| Task statement |
Every line in the entries where "water" is found should be copied.

** Data to process follows **

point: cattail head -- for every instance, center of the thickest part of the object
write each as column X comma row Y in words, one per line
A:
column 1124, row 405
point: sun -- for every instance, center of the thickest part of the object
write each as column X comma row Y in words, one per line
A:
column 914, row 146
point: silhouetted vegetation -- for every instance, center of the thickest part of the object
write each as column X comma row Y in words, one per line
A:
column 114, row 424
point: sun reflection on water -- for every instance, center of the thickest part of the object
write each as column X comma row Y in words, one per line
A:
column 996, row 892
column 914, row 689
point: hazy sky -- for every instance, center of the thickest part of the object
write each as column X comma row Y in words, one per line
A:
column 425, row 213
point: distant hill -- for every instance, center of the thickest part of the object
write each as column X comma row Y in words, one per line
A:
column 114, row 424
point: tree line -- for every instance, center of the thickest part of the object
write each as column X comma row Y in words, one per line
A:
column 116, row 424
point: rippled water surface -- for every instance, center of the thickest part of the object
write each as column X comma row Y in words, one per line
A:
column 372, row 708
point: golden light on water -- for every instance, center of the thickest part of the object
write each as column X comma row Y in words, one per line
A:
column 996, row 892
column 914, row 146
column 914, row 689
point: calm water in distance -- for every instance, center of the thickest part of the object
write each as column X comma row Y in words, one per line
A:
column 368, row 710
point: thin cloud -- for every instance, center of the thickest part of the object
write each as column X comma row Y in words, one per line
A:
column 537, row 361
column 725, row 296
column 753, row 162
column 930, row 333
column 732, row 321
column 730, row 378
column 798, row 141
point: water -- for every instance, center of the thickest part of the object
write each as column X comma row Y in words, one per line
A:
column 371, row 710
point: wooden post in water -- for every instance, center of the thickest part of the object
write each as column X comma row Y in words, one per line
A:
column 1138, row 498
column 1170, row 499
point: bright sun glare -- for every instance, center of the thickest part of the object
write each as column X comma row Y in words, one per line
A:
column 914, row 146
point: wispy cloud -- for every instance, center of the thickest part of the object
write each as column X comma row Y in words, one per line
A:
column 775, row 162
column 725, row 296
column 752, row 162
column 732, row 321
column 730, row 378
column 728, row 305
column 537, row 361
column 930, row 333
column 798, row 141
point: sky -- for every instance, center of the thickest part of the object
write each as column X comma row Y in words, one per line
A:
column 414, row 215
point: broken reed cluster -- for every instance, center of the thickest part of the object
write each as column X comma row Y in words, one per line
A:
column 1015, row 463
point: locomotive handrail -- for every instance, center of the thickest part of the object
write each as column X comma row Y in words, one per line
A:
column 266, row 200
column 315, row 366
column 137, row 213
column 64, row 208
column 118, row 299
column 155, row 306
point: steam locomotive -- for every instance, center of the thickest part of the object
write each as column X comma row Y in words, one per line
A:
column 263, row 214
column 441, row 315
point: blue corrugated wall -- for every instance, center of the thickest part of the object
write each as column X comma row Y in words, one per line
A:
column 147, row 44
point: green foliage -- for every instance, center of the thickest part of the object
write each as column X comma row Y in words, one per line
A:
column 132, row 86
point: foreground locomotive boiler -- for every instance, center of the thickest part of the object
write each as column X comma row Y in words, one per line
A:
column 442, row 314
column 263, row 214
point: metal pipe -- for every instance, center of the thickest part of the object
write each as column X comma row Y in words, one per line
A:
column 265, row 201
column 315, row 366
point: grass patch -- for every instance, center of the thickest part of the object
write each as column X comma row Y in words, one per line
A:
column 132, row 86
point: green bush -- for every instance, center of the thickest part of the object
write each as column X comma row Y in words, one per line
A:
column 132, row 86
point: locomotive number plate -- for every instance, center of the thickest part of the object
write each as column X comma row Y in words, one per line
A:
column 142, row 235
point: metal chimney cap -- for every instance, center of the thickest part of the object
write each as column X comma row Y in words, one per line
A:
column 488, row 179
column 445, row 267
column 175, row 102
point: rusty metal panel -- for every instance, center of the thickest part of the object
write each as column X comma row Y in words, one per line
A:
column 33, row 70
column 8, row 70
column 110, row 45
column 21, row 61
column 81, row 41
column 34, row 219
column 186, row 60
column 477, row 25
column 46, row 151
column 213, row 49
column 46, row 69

** End of Data to process **

| Worked solution |
point: sun reflection on water -- for every instance, center of the thickest part of the object
point: rippled water surface -- for every instance, center of the thickest part of the object
point: golden light on water -- for every instance, center of the thickest part of the object
point: calm water in distance -- for every instance, center of the thickest part of the object
point: water -- for every instance, center of the thickest part of the object
point: wooden post in water -- for every instance, center of the thickest part of the object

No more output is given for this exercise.